Problem statement >>
Print all records exactly, pictures left out.

Stored data
..............................
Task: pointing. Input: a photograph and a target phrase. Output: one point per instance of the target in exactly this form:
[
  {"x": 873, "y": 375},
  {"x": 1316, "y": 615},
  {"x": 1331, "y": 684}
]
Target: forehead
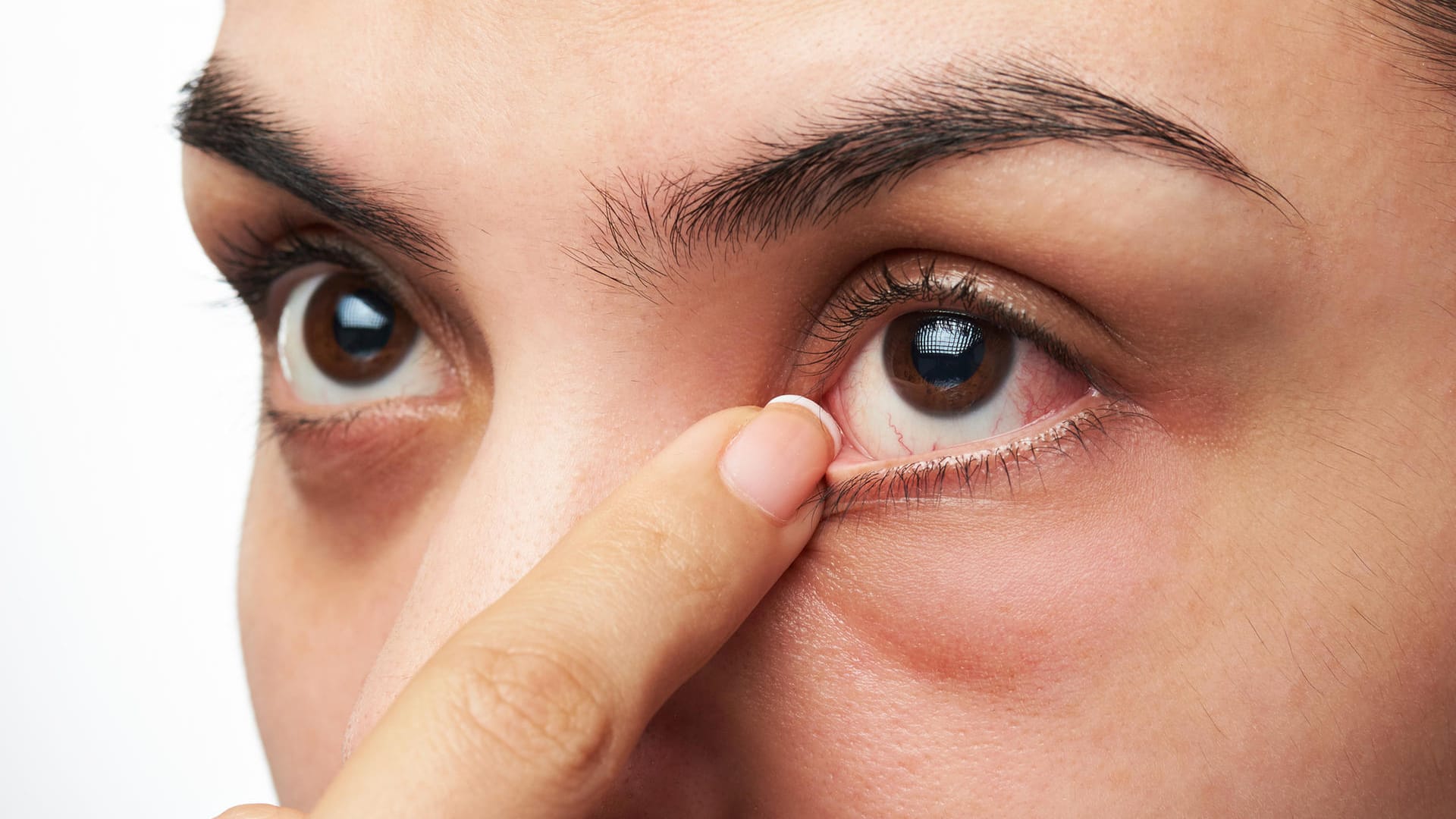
[{"x": 609, "y": 82}]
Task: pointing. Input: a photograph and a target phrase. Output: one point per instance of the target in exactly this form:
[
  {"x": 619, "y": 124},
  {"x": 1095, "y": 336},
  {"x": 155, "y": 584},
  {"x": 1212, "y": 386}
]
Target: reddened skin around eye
[{"x": 1025, "y": 586}]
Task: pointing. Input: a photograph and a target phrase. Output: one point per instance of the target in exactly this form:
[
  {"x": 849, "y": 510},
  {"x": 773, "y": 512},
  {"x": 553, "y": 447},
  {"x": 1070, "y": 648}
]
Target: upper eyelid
[{"x": 976, "y": 287}]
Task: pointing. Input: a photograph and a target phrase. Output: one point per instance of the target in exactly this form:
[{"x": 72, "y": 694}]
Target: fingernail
[{"x": 778, "y": 460}]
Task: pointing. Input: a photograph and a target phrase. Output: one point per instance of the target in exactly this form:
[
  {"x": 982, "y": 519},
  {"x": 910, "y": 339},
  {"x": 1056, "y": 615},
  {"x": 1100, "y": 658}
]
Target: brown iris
[
  {"x": 354, "y": 333},
  {"x": 944, "y": 363}
]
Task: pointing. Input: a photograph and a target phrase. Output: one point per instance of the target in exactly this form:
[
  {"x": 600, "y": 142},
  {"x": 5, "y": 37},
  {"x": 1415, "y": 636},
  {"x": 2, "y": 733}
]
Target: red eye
[{"x": 941, "y": 379}]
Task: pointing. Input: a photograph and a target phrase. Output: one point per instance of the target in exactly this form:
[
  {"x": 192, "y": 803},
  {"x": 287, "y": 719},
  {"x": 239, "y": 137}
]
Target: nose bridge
[{"x": 538, "y": 468}]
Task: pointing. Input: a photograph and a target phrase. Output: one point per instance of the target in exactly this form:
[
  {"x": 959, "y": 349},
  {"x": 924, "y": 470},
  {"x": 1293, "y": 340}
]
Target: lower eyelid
[{"x": 854, "y": 477}]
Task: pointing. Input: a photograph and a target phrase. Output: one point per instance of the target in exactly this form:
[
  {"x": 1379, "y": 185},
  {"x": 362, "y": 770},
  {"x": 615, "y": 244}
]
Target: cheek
[
  {"x": 321, "y": 580},
  {"x": 1028, "y": 583}
]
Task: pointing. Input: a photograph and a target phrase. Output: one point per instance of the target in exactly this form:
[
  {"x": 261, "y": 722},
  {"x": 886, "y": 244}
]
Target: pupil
[
  {"x": 946, "y": 350},
  {"x": 363, "y": 322}
]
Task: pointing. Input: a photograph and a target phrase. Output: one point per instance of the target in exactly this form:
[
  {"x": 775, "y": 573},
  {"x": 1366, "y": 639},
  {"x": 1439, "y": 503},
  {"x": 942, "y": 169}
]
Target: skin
[{"x": 1238, "y": 602}]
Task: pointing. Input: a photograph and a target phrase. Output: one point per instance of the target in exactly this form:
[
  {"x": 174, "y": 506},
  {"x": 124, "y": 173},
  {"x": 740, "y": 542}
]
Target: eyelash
[
  {"x": 846, "y": 315},
  {"x": 842, "y": 327},
  {"x": 928, "y": 479},
  {"x": 254, "y": 273}
]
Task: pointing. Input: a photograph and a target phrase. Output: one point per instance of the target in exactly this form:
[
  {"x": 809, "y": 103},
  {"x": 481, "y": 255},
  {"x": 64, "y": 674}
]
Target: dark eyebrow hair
[
  {"x": 829, "y": 167},
  {"x": 220, "y": 117}
]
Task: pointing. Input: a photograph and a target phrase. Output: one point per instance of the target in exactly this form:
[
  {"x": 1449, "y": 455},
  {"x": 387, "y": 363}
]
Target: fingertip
..............................
Task solution >>
Task: pointing. Input: a photograph and a target phrase. Output: one point per instance of the target in exactly this form:
[
  {"x": 873, "y": 375},
  {"x": 1316, "y": 615},
  {"x": 1331, "y": 684}
]
Target: forehead
[{"x": 609, "y": 82}]
Task: pointing. Input: a photograph and a target phrase. Output: one point per instance of the target in exactly this form:
[
  {"x": 619, "y": 124},
  {"x": 1095, "y": 336},
  {"x": 155, "y": 584},
  {"x": 1212, "y": 386}
]
Target: reddened skin around eye
[{"x": 1025, "y": 586}]
Task: pointing. Input: a photograph and a target phrase. Output: one point per instance of the target in exactly this form:
[
  {"x": 849, "y": 510},
  {"x": 773, "y": 512},
  {"x": 553, "y": 447},
  {"x": 1070, "y": 648}
]
Target: upper eyelid
[{"x": 976, "y": 287}]
Task: pointing. Input: a photograph and a target phrase. Output: one point per instance of the target in exactly this form:
[{"x": 72, "y": 694}]
Target: fingernail
[{"x": 778, "y": 460}]
Task: pointing. Input: a photograph and a target phrase. Output: one point per instance of the target in exactly this form:
[
  {"x": 982, "y": 519},
  {"x": 910, "y": 339},
  {"x": 1056, "y": 615},
  {"x": 1100, "y": 658}
]
Target: brown iris
[
  {"x": 354, "y": 333},
  {"x": 944, "y": 363}
]
Task: pointing. Input: a photograph and a target phrase. Output: one point per instance of the target in exactly this form:
[
  {"x": 600, "y": 142},
  {"x": 5, "y": 37},
  {"x": 1415, "y": 636},
  {"x": 2, "y": 733}
]
Target: red eye
[{"x": 941, "y": 379}]
Task: pointing. Input: a photograph and a target phrase. Output: one point per instance of the target in exactly this form:
[
  {"x": 192, "y": 803},
  {"x": 287, "y": 719},
  {"x": 239, "y": 137}
]
Target: nose bridge
[{"x": 538, "y": 468}]
Task: pointing. Input: a photograph and a target phrase. Output: one point per instance of the target in exactly this form:
[
  {"x": 959, "y": 349},
  {"x": 924, "y": 470},
  {"x": 1293, "y": 340}
]
Target: lower eyelid
[{"x": 854, "y": 477}]
Task: pointing. Input: a photograph and a target phrase. Output: one point per instance of the target in exactly this form:
[
  {"x": 1379, "y": 185},
  {"x": 362, "y": 770},
  {"x": 615, "y": 244}
]
Target: cheek
[
  {"x": 321, "y": 580},
  {"x": 1028, "y": 583}
]
Task: pointing. Input: a photograph and a target phrase. Output: one point per instance of the target in exactly this form:
[
  {"x": 261, "y": 722},
  {"x": 886, "y": 244}
]
Target: pupil
[
  {"x": 946, "y": 350},
  {"x": 363, "y": 322}
]
Task: pointing. Input: a photograph and a target phrase. Output: one point per instance of the target in exactly this form:
[
  {"x": 775, "y": 573},
  {"x": 1366, "y": 639},
  {"x": 1439, "y": 503},
  {"x": 942, "y": 169}
]
Target: skin
[{"x": 1238, "y": 602}]
Task: pointing. Input: a photograph and a target phrase. Output: one point per instance of the target in exactly this form:
[
  {"x": 174, "y": 506},
  {"x": 124, "y": 173},
  {"x": 740, "y": 542}
]
Target: eyelash
[
  {"x": 846, "y": 315},
  {"x": 842, "y": 327},
  {"x": 928, "y": 479},
  {"x": 254, "y": 273}
]
Task: pointing. Input: a photograph and a target phrase. Output: one point per instance of the target in exactly this form:
[
  {"x": 809, "y": 103},
  {"x": 481, "y": 255},
  {"x": 64, "y": 674}
]
Target: dark eyebrow hair
[
  {"x": 829, "y": 167},
  {"x": 220, "y": 117}
]
Task: pointing. Input: a photograph and a target phrase. Output: one point per instance of the target in exactly this form:
[
  {"x": 1449, "y": 455},
  {"x": 387, "y": 363}
]
Target: fingertip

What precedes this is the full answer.